↓↓↓

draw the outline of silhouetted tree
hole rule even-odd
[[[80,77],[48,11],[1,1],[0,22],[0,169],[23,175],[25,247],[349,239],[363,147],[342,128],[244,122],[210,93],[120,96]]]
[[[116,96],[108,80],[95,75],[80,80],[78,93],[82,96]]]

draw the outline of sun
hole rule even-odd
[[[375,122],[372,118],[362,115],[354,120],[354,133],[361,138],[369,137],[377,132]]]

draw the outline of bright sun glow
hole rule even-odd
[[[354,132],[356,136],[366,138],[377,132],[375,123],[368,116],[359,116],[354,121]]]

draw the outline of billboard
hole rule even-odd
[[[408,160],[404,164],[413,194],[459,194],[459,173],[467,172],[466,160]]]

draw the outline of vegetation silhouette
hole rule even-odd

↑↑↑

* [To do]:
Retype every entry word for word.

* [Response]:
draw the outline of silhouetted tree
hole rule even-odd
[[[80,77],[48,11],[1,1],[0,22],[0,169],[23,175],[25,247],[349,239],[363,147],[342,128],[244,122],[210,93],[120,96]]]
[[[116,96],[108,80],[95,75],[80,80],[78,93],[82,96]]]

draw the outline of sun
hole rule even-odd
[[[375,122],[372,118],[362,115],[354,120],[354,133],[361,138],[369,137],[377,132]]]

draw the outline of bright sun glow
hole rule even-odd
[[[354,132],[356,136],[366,138],[377,132],[375,123],[368,116],[359,116],[354,121]]]

draw the outline of billboard
hole rule even-odd
[[[408,160],[404,164],[413,194],[459,194],[459,173],[467,172],[466,160]]]

draw the outline of vegetation silhouette
hole rule even-odd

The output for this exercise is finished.